- Instructions for the task: Copy each of the records below character for character.

- Exercise material:
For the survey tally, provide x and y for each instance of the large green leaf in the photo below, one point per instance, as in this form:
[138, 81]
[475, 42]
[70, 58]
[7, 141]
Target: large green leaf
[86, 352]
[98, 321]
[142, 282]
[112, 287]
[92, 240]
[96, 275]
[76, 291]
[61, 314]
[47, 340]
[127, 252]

- Full output:
For the survey tally, provide x and y for each instance of the large green leaf in the photo below, one point per instance, as in this form:
[138, 81]
[475, 42]
[70, 58]
[7, 141]
Target: large green leaf
[86, 352]
[98, 321]
[142, 282]
[112, 287]
[92, 240]
[96, 275]
[76, 291]
[61, 314]
[47, 340]
[127, 252]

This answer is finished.